___ Testo ___

Quanto alla sollecitazione precedente, termini un po’ fuori corso come “valore d’uso e valore di scambio” mi sono sempre sembrati adatti a spiegare cosa cercavo di fare nel mio lavoro di artista al tempo della operazione “Agricola Cornelia” (1973). I prodotti della terra e della zootecnia hanno un valore (dunque un prezzo, una utilità) legato allo scambio, ma anche un immediato e diretto valore d’uso per essere elementi dell’alimentazione, e dunque della sopravvivenza fisica dei produttori stessi. I prodotti, chiamiamoli così, dell’arte, tentando una strumentale semplificazione, a seconda della loro natura, hanno anche loro, un cospicuo o misero prezzo, insomma, un riconoscimento economico da quello che si definisce il mercato. Ma in questo caso il valore d’uso è secondo me la capacità e la necessità di percorrere in solitudine lo spazio che precede la produzione del fare arte, cioè far vivere e funzionare il proprio “talento-mente” - pensare, percepire, immaginare ed esprimere. Il prodotto finale di per sé non esisterebbe senza questo presupposto, e l’artista non sarebbe tale se non traesse questo “valore d’uso” non già dal mercato, ma dal fatto di essere capace e partecipe della ” soddisfazione dell’essere” connessa col proprio lavoro.
Non è un orologio, è un contasecondi, tratto dal film Rétard, un termine duchampiano usato in altro modo. La parola rétard l’ho applicata al concetto di tempo che è uno dei temi base del mio lavoro. Esiste la possibilità di controllare il tempo e visivamente un oggetto qualsiasi – un albero, un cespuglio, un prato: prima guardi, poi scatti due secondi, e vedi di nuovo il prato, ad esempio, identico a prima, però sono passati due secondi. Quei due secondi hanno cambiato la struttura della materia, hanno cambiato te stesso, hanno cambiato tutto. Ho chiamato queste visioni rétard, parola inventata da Duchamp, mio amico-padre affettuoso che ha inciso la mia vita in maniera travolgente. Non è una sospensione, è un prolungamento fra due sguardi.

___ Dati di partenza ___

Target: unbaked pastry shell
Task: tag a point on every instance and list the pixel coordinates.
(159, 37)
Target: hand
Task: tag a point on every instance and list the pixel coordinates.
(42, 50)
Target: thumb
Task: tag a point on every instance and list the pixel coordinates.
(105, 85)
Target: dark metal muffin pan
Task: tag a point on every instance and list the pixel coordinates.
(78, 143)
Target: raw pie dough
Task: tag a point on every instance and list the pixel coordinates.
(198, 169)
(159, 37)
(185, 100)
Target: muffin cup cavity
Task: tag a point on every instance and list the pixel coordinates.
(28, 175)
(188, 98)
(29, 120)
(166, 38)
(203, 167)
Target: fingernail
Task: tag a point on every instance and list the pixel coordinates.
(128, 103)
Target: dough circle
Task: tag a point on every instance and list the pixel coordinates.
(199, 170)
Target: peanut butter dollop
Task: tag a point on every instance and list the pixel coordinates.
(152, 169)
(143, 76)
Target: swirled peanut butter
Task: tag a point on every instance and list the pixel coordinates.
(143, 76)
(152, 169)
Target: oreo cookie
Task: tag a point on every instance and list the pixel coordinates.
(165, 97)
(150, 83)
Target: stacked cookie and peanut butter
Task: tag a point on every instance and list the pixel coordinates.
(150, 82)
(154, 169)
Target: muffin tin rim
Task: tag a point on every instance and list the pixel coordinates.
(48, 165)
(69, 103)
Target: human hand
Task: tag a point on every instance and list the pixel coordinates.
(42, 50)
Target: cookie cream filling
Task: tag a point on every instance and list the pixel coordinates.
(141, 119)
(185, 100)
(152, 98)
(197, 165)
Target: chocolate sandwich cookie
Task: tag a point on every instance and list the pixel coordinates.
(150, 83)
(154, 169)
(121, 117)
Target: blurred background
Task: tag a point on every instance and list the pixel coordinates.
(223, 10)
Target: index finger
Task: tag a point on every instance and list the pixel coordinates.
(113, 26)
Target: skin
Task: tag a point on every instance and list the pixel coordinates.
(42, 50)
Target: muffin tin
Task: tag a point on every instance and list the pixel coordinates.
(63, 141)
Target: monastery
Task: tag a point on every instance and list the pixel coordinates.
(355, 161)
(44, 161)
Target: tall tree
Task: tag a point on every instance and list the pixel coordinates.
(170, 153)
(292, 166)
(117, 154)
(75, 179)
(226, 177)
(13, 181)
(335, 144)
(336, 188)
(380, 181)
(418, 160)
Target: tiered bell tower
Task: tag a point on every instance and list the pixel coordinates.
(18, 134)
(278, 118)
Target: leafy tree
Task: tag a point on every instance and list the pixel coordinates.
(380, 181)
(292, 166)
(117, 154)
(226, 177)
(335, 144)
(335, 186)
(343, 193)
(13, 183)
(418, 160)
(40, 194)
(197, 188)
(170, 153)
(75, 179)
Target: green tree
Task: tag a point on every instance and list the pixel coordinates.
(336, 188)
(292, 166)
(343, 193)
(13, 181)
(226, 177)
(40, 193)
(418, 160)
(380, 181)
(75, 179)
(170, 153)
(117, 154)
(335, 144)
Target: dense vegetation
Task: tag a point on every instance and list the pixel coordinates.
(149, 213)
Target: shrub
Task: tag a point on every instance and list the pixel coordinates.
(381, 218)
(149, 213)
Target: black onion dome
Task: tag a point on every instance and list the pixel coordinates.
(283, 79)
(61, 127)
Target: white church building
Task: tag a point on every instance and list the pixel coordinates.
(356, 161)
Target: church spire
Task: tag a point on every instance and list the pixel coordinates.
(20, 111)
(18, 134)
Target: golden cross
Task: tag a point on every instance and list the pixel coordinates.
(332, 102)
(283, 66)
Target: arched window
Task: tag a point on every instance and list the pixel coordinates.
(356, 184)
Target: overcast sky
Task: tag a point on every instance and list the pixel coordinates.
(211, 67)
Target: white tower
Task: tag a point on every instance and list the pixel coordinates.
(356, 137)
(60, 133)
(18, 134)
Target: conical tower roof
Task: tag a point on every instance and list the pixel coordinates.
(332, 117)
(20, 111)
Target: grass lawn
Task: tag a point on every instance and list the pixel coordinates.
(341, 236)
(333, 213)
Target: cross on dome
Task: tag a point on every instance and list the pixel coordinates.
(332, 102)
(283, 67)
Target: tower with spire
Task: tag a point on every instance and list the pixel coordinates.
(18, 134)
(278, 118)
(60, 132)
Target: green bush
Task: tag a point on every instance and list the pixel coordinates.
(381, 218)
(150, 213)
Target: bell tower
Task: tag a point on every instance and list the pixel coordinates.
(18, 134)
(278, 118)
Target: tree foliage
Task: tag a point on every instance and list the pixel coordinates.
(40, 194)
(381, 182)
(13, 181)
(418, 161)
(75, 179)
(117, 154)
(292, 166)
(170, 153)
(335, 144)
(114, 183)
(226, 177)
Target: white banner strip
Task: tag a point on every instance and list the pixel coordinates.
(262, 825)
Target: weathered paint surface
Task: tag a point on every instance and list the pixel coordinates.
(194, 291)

___

I tuoi compiti -
A: Secondo il testo, da quale film è tratto il contasecondi?
B: Ricopia dal testo il passo che comincia con «Non è un orologio, è» e prosegue fino a «fra due sguardi.».

Risposte per compito -
A: Dal film Rétard.

B:
Non è un orologio, è un contasecondi, tratto dal film Rétard, un termine duchampiano usato in altro modo. La parola rétard l’ho applicata al concetto di tempo che è uno dei temi base del mio lavoro. Esiste la possibilità di controllare il tempo e visivamente un oggetto qualsiasi – un albero, un cespuglio, un prato: prima guardi, poi scatti due secondi, e vedi di nuovo il prato, ad esempio, identico a prima, però sono passati due secondi. Quei due secondi hanno cambiato la struttura della materia, hanno cambiato te stesso, hanno cambiato tutto. Ho chiamato queste visioni rétard, parola inventata da Duchamp, mio amico-padre affettuoso che ha inciso la mia vita in maniera travolgente. Non è una sospensione, è un prolungamento fra due sguardi.